• [YOUR INSTRUCTIONS]: Write each line exactly as it stands, from the line containing "Target: construction crane" through the end of the data.

• [RECORDS PROVIDED]:
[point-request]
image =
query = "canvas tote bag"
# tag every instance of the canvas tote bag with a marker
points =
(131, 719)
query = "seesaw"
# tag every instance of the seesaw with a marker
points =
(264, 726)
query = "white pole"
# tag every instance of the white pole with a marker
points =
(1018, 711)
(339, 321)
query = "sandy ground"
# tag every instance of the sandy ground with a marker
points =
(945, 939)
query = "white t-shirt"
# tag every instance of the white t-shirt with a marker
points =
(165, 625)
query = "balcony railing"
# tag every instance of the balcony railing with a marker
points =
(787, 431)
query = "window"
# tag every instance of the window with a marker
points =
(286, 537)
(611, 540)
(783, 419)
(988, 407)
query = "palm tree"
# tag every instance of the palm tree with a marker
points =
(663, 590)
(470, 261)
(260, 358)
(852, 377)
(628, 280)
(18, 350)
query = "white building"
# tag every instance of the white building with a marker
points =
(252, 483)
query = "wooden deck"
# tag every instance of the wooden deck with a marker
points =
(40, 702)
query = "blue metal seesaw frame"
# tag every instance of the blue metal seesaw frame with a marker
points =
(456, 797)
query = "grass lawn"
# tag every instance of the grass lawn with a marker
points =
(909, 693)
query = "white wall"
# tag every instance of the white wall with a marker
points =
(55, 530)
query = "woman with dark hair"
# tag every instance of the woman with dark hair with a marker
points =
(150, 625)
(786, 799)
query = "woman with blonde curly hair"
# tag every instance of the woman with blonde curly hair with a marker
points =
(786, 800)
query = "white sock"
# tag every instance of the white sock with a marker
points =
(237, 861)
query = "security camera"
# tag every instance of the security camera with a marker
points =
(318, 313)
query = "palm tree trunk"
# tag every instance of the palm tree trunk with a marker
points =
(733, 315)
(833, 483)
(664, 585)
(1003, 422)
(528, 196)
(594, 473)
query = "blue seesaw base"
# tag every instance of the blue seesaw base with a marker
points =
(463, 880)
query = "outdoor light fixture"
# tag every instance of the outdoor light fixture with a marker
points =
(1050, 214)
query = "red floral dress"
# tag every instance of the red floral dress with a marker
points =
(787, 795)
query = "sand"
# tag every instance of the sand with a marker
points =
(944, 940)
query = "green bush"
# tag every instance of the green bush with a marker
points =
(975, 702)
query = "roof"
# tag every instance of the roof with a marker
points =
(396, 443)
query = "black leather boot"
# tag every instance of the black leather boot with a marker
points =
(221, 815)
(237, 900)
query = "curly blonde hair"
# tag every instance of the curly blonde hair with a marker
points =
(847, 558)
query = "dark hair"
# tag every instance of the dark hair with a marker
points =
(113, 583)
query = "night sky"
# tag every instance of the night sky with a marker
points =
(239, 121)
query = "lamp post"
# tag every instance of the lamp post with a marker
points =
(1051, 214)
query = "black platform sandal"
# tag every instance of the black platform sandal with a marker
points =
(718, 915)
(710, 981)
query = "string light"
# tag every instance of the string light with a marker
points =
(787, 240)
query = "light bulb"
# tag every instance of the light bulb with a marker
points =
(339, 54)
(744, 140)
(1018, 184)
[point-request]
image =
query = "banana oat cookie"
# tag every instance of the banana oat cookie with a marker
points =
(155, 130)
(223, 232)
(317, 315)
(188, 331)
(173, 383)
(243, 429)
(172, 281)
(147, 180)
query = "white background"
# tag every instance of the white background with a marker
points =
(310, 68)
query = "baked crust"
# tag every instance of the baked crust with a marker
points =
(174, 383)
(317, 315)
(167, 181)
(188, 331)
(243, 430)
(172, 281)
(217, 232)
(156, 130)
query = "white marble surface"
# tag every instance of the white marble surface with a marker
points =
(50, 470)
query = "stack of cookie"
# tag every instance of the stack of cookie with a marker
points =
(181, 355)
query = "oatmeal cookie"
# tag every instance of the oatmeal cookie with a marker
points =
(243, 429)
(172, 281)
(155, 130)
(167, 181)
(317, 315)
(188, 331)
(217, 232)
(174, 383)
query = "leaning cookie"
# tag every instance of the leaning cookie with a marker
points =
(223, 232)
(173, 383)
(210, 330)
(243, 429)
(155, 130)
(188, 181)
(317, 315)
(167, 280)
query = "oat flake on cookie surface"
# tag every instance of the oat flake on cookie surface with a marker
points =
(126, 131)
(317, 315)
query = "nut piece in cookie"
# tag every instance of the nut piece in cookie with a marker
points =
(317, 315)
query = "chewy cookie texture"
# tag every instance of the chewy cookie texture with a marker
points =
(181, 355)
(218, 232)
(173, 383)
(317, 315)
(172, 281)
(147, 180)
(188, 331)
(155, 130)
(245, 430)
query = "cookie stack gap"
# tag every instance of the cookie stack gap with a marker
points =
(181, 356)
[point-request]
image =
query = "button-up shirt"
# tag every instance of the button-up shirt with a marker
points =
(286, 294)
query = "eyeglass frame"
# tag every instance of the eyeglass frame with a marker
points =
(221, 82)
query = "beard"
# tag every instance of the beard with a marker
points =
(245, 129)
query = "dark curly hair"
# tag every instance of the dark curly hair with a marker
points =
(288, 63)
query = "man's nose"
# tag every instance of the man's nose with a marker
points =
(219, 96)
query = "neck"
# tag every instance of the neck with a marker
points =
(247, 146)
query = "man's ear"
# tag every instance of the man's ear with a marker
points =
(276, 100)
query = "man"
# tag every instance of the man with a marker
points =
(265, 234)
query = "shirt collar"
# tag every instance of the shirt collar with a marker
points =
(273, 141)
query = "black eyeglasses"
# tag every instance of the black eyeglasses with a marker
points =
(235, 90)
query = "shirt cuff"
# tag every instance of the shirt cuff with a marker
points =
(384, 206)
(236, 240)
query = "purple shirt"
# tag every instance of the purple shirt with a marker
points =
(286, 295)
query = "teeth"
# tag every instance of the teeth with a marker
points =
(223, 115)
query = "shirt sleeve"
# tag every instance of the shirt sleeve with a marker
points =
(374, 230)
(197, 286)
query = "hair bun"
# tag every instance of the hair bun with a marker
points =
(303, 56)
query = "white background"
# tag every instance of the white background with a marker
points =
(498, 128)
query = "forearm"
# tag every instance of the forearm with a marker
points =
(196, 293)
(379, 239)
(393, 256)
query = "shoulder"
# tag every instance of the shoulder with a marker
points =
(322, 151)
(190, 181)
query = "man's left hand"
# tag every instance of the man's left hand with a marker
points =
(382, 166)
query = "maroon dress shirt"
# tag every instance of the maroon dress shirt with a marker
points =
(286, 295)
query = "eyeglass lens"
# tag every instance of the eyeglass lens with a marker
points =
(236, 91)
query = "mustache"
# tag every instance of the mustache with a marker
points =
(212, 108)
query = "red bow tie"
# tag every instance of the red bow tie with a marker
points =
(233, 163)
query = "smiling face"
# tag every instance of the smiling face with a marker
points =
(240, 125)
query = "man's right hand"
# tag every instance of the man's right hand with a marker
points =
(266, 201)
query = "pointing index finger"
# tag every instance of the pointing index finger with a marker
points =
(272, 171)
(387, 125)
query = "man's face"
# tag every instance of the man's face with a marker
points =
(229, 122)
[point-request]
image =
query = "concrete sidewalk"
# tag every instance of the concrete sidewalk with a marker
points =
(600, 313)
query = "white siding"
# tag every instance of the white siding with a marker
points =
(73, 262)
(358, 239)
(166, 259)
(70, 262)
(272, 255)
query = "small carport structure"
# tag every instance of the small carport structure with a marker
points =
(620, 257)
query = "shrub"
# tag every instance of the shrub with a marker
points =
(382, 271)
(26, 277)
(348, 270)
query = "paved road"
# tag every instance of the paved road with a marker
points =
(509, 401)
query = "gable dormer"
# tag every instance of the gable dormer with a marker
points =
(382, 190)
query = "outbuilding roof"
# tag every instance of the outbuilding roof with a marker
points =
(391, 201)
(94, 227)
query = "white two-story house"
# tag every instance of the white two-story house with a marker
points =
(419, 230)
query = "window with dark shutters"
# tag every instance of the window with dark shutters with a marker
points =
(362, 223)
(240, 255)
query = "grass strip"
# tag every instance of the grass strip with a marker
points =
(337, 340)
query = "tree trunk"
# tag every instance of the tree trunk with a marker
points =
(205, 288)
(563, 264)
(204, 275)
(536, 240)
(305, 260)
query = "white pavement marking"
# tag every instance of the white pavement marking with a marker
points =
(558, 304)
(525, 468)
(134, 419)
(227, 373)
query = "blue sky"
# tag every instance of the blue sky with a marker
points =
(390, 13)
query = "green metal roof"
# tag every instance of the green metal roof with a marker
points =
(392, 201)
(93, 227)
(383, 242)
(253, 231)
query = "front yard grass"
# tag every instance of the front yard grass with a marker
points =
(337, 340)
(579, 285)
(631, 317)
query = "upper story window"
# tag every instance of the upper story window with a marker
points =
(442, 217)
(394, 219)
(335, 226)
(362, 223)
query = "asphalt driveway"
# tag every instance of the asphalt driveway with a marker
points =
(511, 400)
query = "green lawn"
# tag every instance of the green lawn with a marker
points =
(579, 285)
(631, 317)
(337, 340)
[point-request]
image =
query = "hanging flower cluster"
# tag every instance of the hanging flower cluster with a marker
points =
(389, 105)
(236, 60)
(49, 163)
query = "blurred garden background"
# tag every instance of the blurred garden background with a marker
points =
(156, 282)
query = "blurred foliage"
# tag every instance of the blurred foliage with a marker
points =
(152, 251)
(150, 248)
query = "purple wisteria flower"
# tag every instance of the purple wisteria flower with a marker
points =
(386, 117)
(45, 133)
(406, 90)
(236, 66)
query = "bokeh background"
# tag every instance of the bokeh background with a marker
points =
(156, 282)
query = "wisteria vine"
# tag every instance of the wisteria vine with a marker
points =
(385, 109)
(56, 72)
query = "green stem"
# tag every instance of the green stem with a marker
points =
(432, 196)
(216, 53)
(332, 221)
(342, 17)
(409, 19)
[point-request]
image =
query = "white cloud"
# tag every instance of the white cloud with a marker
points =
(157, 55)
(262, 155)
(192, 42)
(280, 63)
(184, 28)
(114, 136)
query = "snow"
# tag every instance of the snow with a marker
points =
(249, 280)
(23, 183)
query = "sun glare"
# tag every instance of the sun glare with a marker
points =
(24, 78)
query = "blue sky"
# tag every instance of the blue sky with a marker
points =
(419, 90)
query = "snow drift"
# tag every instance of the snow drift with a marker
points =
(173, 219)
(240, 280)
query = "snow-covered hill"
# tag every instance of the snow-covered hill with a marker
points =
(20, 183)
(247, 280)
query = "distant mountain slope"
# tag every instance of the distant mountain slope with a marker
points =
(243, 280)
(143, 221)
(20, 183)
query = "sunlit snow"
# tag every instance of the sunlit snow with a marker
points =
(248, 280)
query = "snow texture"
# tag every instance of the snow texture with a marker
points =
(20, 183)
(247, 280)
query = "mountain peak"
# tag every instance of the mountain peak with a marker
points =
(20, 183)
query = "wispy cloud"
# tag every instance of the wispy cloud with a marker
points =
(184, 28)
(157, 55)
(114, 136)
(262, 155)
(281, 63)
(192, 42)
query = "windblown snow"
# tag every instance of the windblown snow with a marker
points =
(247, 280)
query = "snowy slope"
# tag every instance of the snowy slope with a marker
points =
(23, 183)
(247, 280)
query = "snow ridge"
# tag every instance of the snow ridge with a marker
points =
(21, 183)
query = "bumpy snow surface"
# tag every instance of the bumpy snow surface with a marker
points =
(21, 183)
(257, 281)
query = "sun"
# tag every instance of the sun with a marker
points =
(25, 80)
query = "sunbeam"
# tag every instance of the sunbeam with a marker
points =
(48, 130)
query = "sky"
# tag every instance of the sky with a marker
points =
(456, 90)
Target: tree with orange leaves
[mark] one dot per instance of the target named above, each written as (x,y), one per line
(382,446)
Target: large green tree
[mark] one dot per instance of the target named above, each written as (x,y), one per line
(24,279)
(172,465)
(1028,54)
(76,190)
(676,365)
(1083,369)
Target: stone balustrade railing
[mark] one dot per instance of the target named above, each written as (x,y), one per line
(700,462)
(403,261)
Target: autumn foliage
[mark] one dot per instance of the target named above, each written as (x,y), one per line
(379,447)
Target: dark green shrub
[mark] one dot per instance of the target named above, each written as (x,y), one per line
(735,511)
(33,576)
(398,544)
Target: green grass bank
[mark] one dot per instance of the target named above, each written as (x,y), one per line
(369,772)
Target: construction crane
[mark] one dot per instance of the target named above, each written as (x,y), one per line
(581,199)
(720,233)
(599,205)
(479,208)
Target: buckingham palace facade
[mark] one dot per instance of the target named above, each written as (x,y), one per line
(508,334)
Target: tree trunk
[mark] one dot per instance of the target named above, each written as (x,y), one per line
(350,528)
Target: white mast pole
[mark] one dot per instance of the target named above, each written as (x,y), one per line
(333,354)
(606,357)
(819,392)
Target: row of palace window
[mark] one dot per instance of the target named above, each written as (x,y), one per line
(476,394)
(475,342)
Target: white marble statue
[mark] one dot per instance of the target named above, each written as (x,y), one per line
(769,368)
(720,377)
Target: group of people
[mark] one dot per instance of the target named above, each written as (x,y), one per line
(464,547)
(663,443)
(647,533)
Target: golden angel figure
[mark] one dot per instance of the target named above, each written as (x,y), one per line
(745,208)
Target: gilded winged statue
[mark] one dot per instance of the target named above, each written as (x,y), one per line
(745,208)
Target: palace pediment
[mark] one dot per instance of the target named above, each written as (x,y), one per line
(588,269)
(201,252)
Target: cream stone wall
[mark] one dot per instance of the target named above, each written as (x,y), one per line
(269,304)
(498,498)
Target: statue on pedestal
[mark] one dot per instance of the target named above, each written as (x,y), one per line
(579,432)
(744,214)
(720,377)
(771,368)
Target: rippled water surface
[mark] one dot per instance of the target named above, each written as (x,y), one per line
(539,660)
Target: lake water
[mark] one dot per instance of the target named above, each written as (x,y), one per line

• [FINISHED TASK]:
Target: construction crane
[mark] one dot per instance of the target named above, each written as (x,y), one per line
(581,199)
(720,233)
(599,205)
(479,208)
Target: buckingham palace facade
[mark] one dot per instance of the target named above, each written as (x,y), one per line
(508,334)
Target: tree trunk
[mark] one dot per instance of the target named above, each written as (x,y), one per line
(350,528)
Target: white mast pole
[mark] one dot per instance of the target named above, each written as (x,y), one per line
(333,354)
(606,357)
(819,392)
Target: row of palace window
[mark] one dot per instance of the target named above, each written as (x,y), one per line
(476,394)
(475,342)
Target: white marble statue
[mark] one dot per instance of the target named above, each written as (x,y), one per line
(769,368)
(720,377)
Target: group of people
[mark] one dot per instance of the target named above, each written as (x,y), one per line
(464,547)
(663,443)
(647,533)
Target: golden angel figure
[mark] one dot per instance of the target named above, each written as (x,y), one per line
(745,208)
Target: gilded winged statue
[mark] one dot per instance of the target named above, each written as (x,y), one per line
(745,208)
Target: palace pediment
[mark] one dot per instance of the target named above, each written as (x,y), one per line
(588,269)
(201,252)
Target: cream stone wall
[mark] one dot per instance of the target named above, each written as (x,y), one per line
(269,304)
(498,498)
Target: statue on pedestal
[mark] one dot per instance of the target named above, each written as (x,y), one per line
(579,432)
(744,214)
(720,377)
(771,368)
Target: rippled water surface
[mark] one dot per instance of the target named above, each written as (x,y), one per line
(539,660)
Target: lake water
[mark] one dot per instance of the target named above, each written as (x,y), one per line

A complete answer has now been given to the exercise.